**Given text:**
--- START ---
Last week I blogged about a book proposal I am putting together for a leading publisher. I have been really encouraged by the response I have received so far and I have moved the proposal on quite a bit. Below is the latest draft. I would love hear your thoughts, suggestions, and contributions.
Market research in a collaborative, socially networked, Internet enabled age
Pitch
An introduction to all that’s new in market research, including online communities, e-ethnography, and blog mining.
Who is it for?
The book will be of general appeal to market researchers and research buyers, especially those wanting to understand and utilise the new techniques and tools that the digital revolution has enabled.
At the moment, the only way to stay in touch with the new developments in market research is to attend a wide variety of conferences and to chase down white papers from a range of sources. This option is not available to most market researchers and research buyers, for reasons of time, money, and lack of knowledge about where to look. These researchers and research buyers will value the chance to have a single resource that introduces them to the world of New Market Research.
Abstract
New market research is here! From online communities, to blog mining, to e-ethnography there is a new collection of techniques that allow the brands and organisations to engage with the authentic voice of the consumer and citizen.
For the last couple of years, conference platforms have been dominated by papers and case studies showing how these new techniques are being put into use. From Sydney to Rome, from Montreal to Beijing, from New York to London, new market research is making its mark. Organisations are using Facebook, Twitter, blogging, mobile phones, and communities to connect with people and generate the sort of insight they were not getting from traditional research.
This book draws together these new techniques into a single reference and shows, via the use of cases studies, how these innovations are being used by the leaders in the field. Each technique is reviewed in turn, exploring its methodologies, illustrated via case studies, and then assessed in terms of benefits and pitfalls.
The book includes chapters on online research communities, community panels, blog mining, social networks, mobile research, e-ethnography, predictive markets, and DIY research. The book also explores why traditional research is broken, both in theory and practice.
Chapters
The proposed chapters for the book are:
- Introduction
What is new market research? How is it different from traditional research? Why do researchers need to learn new methods? What are the implications for research users and providers? - Online Research Communities
Online Research Communities are the hottest topic in market research today. No self-respecting conference is complete without at least a session, and often a day, devoted to research communities. Blending the authentic voice of the consumer with great ROI, online communities are providing a new way for brands and organisations to get in touch with customers and citizens.
--- END ---
**Parts of the exercise:**
- A) From the book proposal draft, reproduce the stretch from "Last week I" through "suggestions, and contributions." word for word.
- B) Does the book proposal draft support each of the following statements? Answer yes or no for each, and quote the words of the draft that decide it.
(i) The proposal is being prepared for a small independent publisher.
(ii) The book is to include a chapter on mobile research.
(iii) Each technique covered in the book will be assessed in terms of its benefits and pitfalls.
- C) According to the book proposal draft, what reasons keep most market researchers and research buyers from attending conferences and chasing down white papers?

**Listed entries:**
--- START ---
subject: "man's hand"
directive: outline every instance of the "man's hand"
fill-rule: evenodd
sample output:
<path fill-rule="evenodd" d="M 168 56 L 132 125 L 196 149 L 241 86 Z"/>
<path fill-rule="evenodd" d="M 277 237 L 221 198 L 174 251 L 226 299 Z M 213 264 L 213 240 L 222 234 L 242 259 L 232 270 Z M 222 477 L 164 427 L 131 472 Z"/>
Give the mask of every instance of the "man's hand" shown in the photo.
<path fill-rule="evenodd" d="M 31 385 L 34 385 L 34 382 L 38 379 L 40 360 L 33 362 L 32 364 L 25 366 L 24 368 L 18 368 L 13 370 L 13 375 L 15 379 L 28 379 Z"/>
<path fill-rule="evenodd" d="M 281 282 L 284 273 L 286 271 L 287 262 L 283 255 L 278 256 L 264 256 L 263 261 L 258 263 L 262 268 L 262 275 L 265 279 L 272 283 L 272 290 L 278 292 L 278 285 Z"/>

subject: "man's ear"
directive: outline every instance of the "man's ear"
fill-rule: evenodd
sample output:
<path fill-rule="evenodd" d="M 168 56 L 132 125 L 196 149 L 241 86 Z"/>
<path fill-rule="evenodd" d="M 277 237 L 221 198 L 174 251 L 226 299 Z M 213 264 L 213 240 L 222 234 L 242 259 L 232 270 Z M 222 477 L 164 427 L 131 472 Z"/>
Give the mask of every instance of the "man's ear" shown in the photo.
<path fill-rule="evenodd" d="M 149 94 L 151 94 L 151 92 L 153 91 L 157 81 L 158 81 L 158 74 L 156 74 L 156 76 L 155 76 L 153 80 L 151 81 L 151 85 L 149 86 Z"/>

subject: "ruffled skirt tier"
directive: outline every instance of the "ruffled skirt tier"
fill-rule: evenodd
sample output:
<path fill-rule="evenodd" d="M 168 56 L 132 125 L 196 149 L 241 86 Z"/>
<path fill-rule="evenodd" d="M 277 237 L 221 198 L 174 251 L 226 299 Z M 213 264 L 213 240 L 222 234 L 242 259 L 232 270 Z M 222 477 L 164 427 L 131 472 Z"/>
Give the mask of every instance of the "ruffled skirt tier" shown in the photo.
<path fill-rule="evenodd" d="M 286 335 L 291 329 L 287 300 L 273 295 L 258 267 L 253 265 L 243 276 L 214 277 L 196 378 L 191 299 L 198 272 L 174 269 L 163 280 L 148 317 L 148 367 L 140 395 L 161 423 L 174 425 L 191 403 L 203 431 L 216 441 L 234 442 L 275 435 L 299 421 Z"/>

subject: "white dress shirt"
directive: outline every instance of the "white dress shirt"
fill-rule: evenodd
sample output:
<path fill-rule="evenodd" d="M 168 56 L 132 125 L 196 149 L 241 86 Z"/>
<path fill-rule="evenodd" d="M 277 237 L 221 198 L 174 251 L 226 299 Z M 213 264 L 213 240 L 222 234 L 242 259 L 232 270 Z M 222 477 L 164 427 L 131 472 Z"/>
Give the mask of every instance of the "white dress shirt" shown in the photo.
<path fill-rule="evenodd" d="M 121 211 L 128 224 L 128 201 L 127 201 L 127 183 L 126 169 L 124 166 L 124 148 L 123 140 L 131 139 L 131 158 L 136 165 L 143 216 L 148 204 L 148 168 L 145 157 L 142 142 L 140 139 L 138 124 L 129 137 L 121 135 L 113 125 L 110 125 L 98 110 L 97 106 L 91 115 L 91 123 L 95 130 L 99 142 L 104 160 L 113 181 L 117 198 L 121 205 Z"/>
--- END ---
**Replies:**
- A)
Last week I blogged about a book proposal I am putting together for a leading publisher. I have been really encouraged by the response I have received so far and I have moved the proposal on quite a bit. Below is the latest draft. I would love hear your thoughts, suggestions, and contributions.

- B)
(i) No: "a book proposal I am putting together for a leading publisher"
(ii) Yes: "The book includes chapters on online research communities, community panels, blog mining, social networks, mobile research"
(iii) Yes: "then assessed in terms of benefits and pitfalls"

- C) Time, money, and lack of knowledge about where to look.